Can you edit the rows below so that "free-form" becomes "open-ended", with nothing else changed? Leave the pictures out of your reply.

> **Entries**:
* * *

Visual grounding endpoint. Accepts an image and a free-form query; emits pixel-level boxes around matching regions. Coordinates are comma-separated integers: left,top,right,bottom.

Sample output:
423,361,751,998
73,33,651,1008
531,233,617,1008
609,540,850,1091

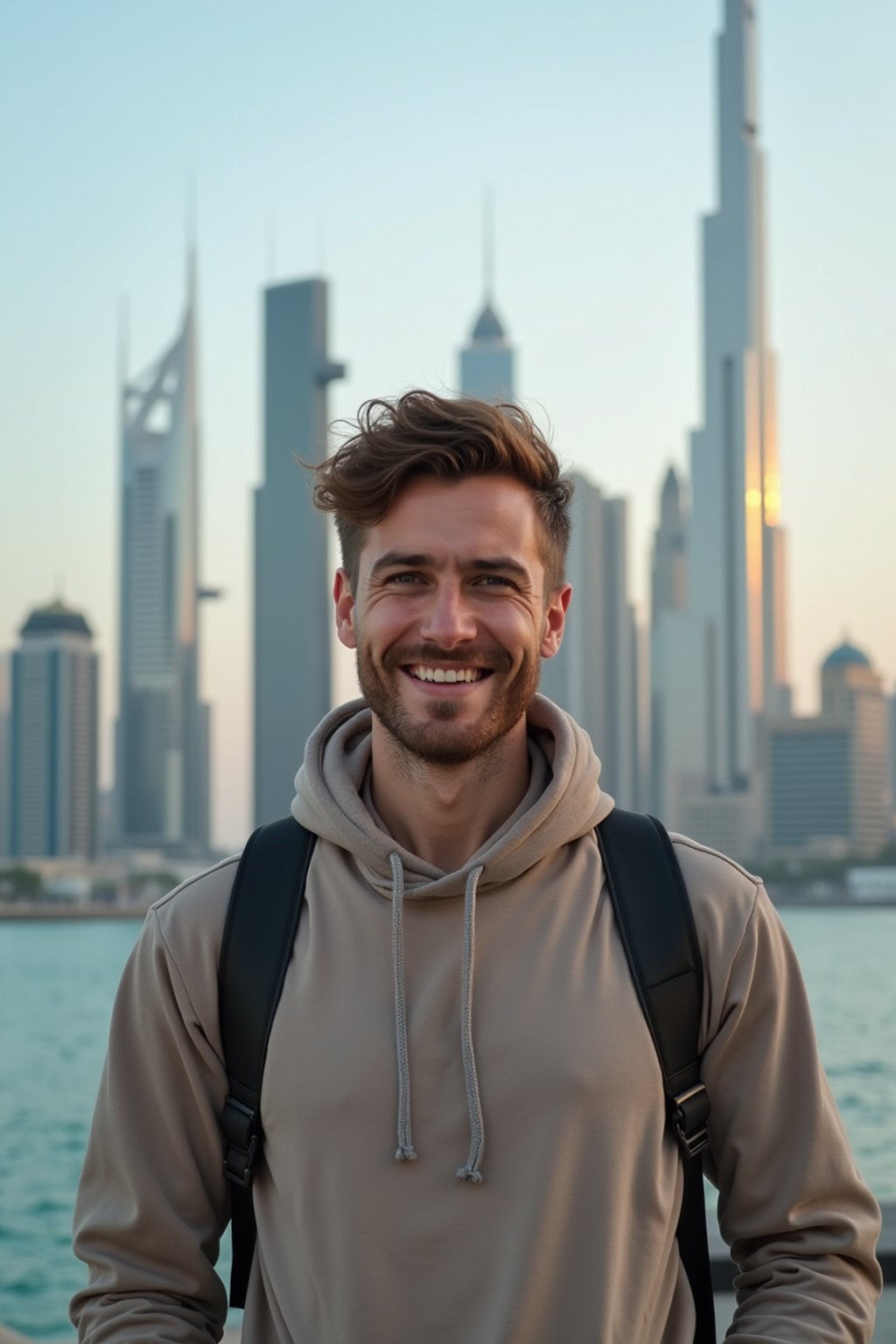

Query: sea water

* * *

> **Solution below**:
Visual grounding endpoint. Accepts an image and a open-ended query; emits pixel-level boxes around matching regions. Coordinates are comma-separated integers: left,top,right,bottom.

Sample output:
423,361,751,998
73,33,651,1008
531,233,617,1008
609,540,850,1091


Query: sea water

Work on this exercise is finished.